▶ _READING TEXT_:

· · ·

Israeli Innovation Points to Medical and Economic Recovery
Nations that foster innovation will lead the victory against COVID-19. They also will be in the vanguard of the strong economic recovery that will follow the medical triumph against the pandemic.
Nothing here is meant to reflect insensitivity to current suffering. I don’t wish to understate the tremendous financial, business, and employment losses from which millions of families and businesses will have to recover, in the United States and elsewhere. Some will never recover completely from the pandemic’s economic harm.
Still, the darkness of the current moment must not be allowed to overshadow the bright promise indicated by the economic freedom and innovation now being unleashed.
My career experience has taught me much about how nations transform because of economic freedom and innovation. During Ronald Reagan’s presidency, I served on his White House legislative affairs staff. This was a pivotal moment. America was mired in “stagflation” when Reagan took office. By the time he completed his successful tenure, his policies of eliminating needless regulations and cutting high marginal tax rates brought about an unprecedented level of American prosperity.
Reagan kindled a national enthusiasm for entrepreneurship that continues to this day, propelled by President Donald Trump’s tax and regulatory policies.
Since my time on the White House staff, I’ve devoted much of my career to promoting commerce and investment between the United States and Israel. During some years, I have spent more of my time living and working in Israel than in my native United States. I’ve witnessed and benefited from the extraordinary transformation of Israel’s economy.
For the first three decades of Israel’s independence as a state, its government was dominated by democratic socialists. Socialist economics suppressed Israel’s economic growth and made the nation dependent on foreign assistance.
More recent governments in Israel have championed free-market economics, and the result has been Israel’s emergence as a hive of innovation. Israel is often referred to as “Startup Nation.”
Today, Israeli innovators are giving the world economy good examples of how to conquer COVID-19 while making lasting contributions to well-being and efficiency.
Israeli startup Axonize provides a Smart Enterprise platform that enables management of healthcare infrastructure by connecting sensors to retrieve information from various hospitals or even various jurisdictions to monitor and help in distribution of personal protective equipment (PPE) inventory. Axonize artificial intelligence (AI) can also can monitor and run analytics on COVID-19 patients, allowing doctors and nurses to check on their patients’ vital signs without physically being in the room. The Israeli Health Ministry will soon be implementing this new technology to determine the health of patients, the course of the disease, and other vital pieces of information.

· · ·

▶ _DATA TO EXAMINE_:
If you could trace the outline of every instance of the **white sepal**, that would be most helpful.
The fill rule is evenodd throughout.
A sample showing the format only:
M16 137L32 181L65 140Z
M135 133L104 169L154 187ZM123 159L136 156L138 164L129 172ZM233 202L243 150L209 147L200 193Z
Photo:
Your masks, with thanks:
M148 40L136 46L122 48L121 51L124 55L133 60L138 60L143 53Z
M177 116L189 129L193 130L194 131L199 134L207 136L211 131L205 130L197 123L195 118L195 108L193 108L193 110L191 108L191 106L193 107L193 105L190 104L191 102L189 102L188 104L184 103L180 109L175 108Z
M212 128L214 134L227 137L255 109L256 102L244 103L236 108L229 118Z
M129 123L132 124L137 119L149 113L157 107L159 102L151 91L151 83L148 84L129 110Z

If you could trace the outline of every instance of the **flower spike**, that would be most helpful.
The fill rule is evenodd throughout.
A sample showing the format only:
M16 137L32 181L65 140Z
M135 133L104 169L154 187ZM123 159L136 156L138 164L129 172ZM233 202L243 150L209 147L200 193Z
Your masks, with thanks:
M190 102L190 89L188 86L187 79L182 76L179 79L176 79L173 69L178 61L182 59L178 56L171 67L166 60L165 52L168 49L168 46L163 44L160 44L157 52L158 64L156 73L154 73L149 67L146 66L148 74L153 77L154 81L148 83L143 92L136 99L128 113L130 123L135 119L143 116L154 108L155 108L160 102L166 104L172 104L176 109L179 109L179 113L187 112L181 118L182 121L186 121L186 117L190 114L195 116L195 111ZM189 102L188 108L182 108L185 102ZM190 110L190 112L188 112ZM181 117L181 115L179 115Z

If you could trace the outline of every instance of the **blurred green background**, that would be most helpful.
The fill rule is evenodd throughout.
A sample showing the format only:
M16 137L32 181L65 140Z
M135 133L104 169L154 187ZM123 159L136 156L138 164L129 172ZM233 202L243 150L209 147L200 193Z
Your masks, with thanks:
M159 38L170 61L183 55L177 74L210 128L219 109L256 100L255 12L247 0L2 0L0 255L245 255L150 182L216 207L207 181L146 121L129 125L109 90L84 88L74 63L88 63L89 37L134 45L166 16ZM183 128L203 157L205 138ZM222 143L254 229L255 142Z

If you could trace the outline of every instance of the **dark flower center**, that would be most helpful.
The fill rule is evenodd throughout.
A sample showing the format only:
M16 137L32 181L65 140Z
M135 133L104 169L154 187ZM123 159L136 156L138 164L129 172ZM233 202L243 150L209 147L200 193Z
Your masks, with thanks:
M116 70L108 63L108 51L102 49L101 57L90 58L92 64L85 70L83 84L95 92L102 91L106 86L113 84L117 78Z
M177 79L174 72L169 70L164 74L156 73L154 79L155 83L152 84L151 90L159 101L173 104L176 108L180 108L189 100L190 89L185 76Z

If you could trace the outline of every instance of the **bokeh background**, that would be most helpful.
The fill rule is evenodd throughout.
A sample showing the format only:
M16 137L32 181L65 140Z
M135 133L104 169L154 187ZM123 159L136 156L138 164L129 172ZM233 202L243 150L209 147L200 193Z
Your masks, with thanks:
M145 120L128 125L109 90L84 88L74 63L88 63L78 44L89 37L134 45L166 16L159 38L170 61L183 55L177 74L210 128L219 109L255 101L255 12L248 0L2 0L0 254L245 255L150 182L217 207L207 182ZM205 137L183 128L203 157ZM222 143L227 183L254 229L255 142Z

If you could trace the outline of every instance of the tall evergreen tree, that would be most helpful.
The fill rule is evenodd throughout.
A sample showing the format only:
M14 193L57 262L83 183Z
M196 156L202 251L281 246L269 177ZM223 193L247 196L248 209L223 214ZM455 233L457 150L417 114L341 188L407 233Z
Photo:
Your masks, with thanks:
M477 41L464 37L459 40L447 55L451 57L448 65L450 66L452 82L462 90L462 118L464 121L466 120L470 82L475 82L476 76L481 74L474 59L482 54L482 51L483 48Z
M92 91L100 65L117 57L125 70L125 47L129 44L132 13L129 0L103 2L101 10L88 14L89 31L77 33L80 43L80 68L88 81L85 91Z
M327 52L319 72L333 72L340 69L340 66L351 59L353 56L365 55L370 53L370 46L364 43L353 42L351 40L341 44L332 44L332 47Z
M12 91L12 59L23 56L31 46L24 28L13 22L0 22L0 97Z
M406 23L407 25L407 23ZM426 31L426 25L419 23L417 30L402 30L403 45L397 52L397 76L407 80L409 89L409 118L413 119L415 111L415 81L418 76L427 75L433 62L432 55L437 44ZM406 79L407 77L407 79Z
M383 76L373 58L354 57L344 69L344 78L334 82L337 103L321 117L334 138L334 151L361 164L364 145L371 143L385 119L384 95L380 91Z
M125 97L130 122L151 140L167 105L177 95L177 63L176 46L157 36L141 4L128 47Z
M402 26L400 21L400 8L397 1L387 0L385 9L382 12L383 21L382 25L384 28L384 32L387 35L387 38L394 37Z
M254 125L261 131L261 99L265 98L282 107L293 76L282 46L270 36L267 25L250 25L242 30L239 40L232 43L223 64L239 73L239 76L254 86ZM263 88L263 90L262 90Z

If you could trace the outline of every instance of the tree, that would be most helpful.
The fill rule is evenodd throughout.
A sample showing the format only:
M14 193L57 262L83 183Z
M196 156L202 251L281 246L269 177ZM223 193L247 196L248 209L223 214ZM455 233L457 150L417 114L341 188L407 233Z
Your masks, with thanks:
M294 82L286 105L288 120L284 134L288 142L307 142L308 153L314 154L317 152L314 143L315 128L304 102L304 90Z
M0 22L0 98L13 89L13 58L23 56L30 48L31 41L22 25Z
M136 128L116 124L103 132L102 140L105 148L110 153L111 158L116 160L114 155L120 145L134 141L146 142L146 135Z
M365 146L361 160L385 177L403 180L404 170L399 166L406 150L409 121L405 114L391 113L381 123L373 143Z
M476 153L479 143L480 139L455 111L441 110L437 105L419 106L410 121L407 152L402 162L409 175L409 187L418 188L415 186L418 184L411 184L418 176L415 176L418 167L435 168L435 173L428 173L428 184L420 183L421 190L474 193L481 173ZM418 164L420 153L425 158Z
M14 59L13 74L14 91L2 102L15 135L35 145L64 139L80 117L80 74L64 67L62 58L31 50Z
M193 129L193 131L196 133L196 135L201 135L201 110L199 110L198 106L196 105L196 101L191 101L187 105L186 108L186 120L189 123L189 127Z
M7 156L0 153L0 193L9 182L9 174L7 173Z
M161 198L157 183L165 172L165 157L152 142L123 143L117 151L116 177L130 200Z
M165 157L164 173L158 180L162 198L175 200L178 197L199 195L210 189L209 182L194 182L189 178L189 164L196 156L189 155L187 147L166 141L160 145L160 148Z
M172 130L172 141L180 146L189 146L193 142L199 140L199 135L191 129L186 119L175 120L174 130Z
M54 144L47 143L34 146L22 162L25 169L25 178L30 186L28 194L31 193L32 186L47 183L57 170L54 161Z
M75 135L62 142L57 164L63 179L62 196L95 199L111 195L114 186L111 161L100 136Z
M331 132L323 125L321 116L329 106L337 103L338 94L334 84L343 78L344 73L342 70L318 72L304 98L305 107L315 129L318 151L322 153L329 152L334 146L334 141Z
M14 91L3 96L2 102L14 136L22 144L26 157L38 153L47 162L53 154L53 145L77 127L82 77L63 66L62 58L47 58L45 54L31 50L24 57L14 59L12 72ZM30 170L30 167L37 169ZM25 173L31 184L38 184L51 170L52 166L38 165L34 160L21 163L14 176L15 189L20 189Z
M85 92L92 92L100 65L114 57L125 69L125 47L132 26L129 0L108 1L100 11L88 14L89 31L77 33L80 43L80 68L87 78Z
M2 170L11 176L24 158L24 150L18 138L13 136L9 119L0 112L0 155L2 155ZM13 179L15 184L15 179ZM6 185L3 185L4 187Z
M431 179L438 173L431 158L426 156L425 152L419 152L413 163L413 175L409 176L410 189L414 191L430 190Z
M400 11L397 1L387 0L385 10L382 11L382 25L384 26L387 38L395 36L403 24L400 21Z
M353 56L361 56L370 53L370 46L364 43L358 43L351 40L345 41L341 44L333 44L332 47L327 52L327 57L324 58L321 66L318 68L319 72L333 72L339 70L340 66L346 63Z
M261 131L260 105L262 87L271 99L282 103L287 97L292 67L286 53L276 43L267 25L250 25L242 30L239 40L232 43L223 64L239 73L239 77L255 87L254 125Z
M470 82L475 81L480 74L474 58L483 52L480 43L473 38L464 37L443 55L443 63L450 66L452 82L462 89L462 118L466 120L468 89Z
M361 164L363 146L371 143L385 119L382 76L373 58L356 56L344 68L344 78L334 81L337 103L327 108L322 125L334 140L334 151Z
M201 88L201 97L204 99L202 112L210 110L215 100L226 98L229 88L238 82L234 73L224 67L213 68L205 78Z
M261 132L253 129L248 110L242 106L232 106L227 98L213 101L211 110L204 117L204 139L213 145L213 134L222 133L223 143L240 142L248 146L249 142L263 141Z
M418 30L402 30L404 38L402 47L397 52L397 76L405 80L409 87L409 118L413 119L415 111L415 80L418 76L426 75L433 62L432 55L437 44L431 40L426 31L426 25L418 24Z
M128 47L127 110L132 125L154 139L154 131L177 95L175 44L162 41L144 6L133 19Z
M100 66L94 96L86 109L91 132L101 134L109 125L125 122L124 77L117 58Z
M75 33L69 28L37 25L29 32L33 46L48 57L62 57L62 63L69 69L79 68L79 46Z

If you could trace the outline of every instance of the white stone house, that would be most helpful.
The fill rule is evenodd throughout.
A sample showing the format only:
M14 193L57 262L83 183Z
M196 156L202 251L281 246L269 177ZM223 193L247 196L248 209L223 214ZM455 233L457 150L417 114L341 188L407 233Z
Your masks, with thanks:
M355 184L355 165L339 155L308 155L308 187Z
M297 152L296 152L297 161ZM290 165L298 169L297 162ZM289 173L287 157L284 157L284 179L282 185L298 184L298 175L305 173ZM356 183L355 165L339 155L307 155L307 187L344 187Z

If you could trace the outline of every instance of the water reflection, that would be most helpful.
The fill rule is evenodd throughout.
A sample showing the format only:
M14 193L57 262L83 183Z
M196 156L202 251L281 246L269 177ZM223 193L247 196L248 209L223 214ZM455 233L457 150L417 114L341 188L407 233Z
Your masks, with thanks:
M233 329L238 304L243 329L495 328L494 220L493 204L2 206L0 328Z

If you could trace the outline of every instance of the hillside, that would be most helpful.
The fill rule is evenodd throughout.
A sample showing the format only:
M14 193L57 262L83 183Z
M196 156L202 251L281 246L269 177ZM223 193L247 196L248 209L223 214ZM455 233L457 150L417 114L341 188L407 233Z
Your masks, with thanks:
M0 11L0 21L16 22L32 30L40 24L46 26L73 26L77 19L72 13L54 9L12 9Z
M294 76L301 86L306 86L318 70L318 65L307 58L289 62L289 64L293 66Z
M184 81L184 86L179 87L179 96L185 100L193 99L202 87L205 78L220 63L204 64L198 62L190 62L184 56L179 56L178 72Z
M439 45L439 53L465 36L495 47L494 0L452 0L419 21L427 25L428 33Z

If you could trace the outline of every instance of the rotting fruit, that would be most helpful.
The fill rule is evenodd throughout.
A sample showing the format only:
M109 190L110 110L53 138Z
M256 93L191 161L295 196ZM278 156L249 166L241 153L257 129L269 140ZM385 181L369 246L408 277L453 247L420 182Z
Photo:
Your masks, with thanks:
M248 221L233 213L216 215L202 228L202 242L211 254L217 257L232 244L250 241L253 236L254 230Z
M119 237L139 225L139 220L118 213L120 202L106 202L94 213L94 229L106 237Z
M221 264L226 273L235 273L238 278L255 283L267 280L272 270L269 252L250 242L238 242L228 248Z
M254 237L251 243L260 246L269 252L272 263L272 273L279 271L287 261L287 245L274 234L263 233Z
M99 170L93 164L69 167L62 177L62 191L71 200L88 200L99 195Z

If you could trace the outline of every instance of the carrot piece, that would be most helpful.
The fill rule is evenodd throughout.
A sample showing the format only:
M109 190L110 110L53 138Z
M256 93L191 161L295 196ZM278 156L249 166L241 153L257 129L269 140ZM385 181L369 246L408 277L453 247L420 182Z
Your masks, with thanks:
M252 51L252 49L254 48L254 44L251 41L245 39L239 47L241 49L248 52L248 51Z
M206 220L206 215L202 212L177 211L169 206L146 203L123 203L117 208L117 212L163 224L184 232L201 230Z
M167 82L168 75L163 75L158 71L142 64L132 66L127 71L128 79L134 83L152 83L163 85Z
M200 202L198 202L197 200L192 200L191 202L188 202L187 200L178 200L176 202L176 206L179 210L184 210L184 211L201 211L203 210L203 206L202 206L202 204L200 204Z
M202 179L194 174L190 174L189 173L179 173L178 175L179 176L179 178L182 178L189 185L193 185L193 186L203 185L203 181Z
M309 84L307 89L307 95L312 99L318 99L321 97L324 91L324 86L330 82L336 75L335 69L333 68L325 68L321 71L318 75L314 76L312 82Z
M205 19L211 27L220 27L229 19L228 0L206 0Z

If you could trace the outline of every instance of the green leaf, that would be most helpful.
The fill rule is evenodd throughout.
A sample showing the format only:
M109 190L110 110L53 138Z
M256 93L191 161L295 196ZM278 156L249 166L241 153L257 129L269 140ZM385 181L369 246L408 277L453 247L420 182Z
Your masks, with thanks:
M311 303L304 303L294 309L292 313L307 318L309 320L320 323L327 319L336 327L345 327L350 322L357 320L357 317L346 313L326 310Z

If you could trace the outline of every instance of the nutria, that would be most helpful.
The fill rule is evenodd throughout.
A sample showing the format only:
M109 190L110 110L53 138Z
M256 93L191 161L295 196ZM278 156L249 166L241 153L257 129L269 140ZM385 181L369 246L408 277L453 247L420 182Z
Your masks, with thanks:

· · ·

▶ _TASK REQUIREMENTS_: Continue the piece on Israeli innovation and the COVID-19 recovery, picking up after its last sentence.

▶ _ANSWER TO THE PROBLEM_:
Israel also is an innovator in developing and deploying ozone sterilizing systems. With simple installation, small, compact systems can be operated manually, or with a remote control. Ozone sterilization is optimal for disinfecting contaminated rooms and will not cause damage to machines or humans if in contact.
An outstanding Israeli entrepreneur is a key partner in an innovative business that manufactures “fold-up” rooms in Europe. This provides a ready-made solution for hard-pressed communities that will need additional hospital rooms during the pandemic. Fold-up rooms from Continest come complete with electricity, air conditioning, heating, and can be set up in a matter of minutes providing privacy and seclusion for each COVID-19 patient.
The spirit of Israeli innovation for victory against all odds is on display now in northern Italy. As described in this recent article in the Times of Israel, Israeli physician Carmi Sheffer is taking part in imaginative solutions to vexing problems. He works at a hospital in Padua where he and his colleagues are seeing success with the antiviral drug Remdesivir. Dr. Sheffer also tells the charming story of the creative approach physicians have taken in Parma, where patients who could not be put on ventilators using a tube were attached using snorkeling masks, with a part connecting it to the breathing machine being fabricated in a 3D printer.
Because they know that too much bureaucracy and preemptive regulation threaten their security and survival, Israelis are ahead of the European Union and the United States in developing COVID-19 vaccines and launching clinical trials.
The struggle against COVID-19 is a real war. Wartime emergencies, as well as smart peacetime national defense programs, often spur innovations and civilian spinoffs that change domestic economies for the better. If the U.S. government avoids impulses to over-regulate following the emergency, then our great country can take its place beside the “Startup Nation” of Israel as the world’s “Startup Superpower.”